- Task prompt -
Output the stretch of the listing below from the line containing "Annotation task — mark the muddy" through the end of the listing, copied verbatim and with nothing else.

-- -- --

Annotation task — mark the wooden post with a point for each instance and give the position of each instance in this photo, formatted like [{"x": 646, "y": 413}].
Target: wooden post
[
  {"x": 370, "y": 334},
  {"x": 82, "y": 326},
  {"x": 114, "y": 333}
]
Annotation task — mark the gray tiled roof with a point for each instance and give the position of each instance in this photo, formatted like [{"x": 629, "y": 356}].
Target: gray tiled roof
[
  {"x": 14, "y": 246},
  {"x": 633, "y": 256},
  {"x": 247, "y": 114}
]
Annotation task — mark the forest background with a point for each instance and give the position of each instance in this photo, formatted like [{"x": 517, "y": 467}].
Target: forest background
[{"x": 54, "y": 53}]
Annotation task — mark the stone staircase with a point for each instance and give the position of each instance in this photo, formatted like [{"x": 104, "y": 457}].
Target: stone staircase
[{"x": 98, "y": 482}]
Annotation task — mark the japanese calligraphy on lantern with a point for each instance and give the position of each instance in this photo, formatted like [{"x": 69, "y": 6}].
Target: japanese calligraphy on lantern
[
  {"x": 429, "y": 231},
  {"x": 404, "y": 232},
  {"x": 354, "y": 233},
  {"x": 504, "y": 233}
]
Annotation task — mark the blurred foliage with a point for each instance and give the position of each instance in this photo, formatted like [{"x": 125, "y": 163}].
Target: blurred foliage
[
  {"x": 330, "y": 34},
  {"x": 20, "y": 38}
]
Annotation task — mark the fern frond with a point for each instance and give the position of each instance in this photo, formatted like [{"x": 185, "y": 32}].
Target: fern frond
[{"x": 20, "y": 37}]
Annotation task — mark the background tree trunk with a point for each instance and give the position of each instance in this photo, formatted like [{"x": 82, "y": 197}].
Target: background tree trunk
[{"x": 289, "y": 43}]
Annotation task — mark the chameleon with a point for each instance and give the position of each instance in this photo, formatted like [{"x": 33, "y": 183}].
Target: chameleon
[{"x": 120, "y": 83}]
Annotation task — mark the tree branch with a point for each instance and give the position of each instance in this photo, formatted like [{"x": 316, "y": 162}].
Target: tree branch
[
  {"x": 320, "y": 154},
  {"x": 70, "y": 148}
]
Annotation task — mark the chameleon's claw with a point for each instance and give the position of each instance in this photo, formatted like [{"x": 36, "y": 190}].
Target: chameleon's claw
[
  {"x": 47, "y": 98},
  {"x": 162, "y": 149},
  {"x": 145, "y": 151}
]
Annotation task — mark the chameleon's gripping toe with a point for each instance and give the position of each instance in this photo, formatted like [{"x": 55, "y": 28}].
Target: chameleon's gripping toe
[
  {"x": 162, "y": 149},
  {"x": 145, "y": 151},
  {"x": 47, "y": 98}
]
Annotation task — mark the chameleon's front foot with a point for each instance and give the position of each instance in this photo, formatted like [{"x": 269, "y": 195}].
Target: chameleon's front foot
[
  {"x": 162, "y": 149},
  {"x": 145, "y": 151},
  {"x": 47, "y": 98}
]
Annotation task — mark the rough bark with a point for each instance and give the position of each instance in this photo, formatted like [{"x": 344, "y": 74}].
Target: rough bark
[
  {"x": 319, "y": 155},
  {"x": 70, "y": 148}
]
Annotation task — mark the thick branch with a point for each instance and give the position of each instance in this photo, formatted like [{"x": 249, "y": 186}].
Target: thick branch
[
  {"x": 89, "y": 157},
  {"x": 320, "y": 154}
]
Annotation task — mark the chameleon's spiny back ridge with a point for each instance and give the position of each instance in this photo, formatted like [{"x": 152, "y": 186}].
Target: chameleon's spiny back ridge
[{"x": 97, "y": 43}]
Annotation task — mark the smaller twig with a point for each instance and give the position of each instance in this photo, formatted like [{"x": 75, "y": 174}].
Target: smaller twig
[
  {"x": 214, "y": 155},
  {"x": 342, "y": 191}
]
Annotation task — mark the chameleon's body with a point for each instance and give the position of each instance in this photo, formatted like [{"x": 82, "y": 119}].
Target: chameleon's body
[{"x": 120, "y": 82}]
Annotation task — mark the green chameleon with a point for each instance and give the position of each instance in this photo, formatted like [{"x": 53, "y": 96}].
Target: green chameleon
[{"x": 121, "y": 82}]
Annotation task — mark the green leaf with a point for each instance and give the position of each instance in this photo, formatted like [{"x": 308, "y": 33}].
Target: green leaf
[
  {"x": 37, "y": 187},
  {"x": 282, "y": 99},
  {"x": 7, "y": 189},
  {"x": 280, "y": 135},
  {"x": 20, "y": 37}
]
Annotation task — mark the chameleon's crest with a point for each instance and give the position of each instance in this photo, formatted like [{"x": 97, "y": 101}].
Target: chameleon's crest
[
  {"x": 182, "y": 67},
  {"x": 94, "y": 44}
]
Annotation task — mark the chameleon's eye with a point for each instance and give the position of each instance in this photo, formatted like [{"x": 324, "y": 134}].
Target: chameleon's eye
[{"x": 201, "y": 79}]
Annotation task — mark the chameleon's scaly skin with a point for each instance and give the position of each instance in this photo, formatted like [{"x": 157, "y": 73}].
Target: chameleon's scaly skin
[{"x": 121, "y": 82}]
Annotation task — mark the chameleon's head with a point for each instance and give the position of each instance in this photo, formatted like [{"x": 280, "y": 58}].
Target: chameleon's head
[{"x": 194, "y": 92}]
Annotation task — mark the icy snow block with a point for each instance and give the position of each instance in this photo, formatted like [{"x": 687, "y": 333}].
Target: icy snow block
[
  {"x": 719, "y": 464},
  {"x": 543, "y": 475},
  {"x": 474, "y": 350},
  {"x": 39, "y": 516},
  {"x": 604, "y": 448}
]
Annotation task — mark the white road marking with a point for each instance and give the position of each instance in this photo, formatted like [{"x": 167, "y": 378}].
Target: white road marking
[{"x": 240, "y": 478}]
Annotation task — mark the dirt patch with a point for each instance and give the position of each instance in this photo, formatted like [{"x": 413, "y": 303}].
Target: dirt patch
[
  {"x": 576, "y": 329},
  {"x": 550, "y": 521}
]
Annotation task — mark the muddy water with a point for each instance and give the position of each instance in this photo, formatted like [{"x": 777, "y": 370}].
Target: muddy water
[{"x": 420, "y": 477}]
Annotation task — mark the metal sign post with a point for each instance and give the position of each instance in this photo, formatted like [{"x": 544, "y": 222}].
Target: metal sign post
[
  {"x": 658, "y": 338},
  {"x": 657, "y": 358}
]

-- -- --

- Solution to this exercise -
Annotation task — mark the muddy water with a point for each instance and give the position of each instance in this photo, formatted like [{"x": 777, "y": 370}].
Target: muddy water
[{"x": 420, "y": 477}]
Annotation task — mark the metal sign post with a point for each instance and give the position of each instance in this photo, formatted like [{"x": 544, "y": 222}].
Target: metal sign post
[
  {"x": 658, "y": 338},
  {"x": 657, "y": 358}
]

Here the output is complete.